## Supplied text
If I start talking to any taxi driver in Buenos Aires, I’ll bet my tango shoes that these Four Questions will come up – in that exact order.

This afternoon, I was fortunate enough to get in a cab with Renato, who began The Four Questions after I asked him to take me to his favorite place to eat.

I did what I usually do in response to this Latin line of interrogation: I interviewed him right back – and, as usual, got to hear an interesting story.

Renato is from Misiones (a province in Argentina’s northwest that’s home to Iguazu Falls). He came to Buenos Aires fifteen years ago, started cooking professionally, got fed up with the madness of the restaurant world, and began driving a cab three months ago.

“The money’s better, and there’s a lot less stress driving a cab,” he said, “There was always some crisis in the kitchen – I could never keep good help. I’m much happier now.”

I told him I felt his pain, having spent almost a year getting my butt kicked in a professional kitchen in San Francisco.

And then we began to talk some serious food, especially after I discovered that Renato’s married to a Peruvian woman who also loves to cook.

“So where do you guys go to eat Peruvian when your wife doesn’t cook?” I asked him (overjoyed that I was having the kind of conversation I’d fantasized about when I cooked up the idea for these food adventures).

“All the places in Abasto (BA’s Peruvian restaurant haven) are crap,” he said, “Except one called Mamani. But there’s an even better one, called Tumi de Oro, in Belgrano.”

We were heading to the 10-peso buffet where Renato usually eats lunch, which I was not terribly excited about. As I jotted down his recommendations, I asked him if he could take me to Tumi de Oro instead.

Not only am I wild about Peruvian food, but Renato’s knowledge was even more valuable in light of the fact that Peruvian (a.k.a. cocina novoandina) is slowly replacing sushi as the next local food craze.

“You have to get to Tumi de Oro early – otherwise you can’t get a seat,” he warned, “It’s right by the train station – you have to ask around to find it, though.”

He was handing me the keys to the kingdom, and I thanked him profusely. After listening carefully to his directions, I crossed the train tracks and stared into the shops surrounding the station.

I passed a hair salon with a single customer, a hot dog and steak kiosk, and a santeria store before I finally found a grey-haired man standing watch outside a hardware store. I asked him where Tumi de Oro was.

He looked at me as if I’d asked him the way to Oz.

“I don’t know of any restaurant around here by that name, but there is a Peruvian place around the corner.”

Thanking him, I followed the direction of his pointing finger to a deserted street where the only things open were a steak house and a stationary shop. I marched into the latter and asked if they knew where I could find Tumi de Oro.

## Material

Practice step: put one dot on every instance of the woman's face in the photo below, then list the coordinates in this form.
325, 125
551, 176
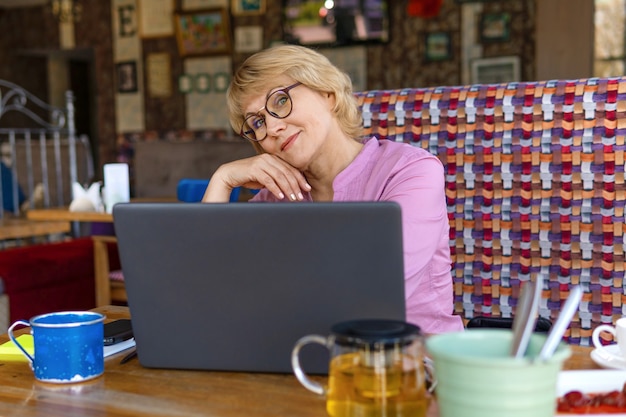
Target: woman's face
299, 138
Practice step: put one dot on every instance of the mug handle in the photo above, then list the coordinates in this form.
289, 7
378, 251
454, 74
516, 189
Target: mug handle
595, 337
297, 369
14, 340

## Set task
Answer these questions from the Buenos Aires taxi text:
1. How long ago did Renato start driving a cab?
2. Which restaurant in Abasto does Renato exclude from his complaint about the places there?
3. In what neighborhood is Tumi de Oro, according to Renato?
The items have no role here.

## Final answer
1. Three months ago.
2. Mamani.
3. Belgrano.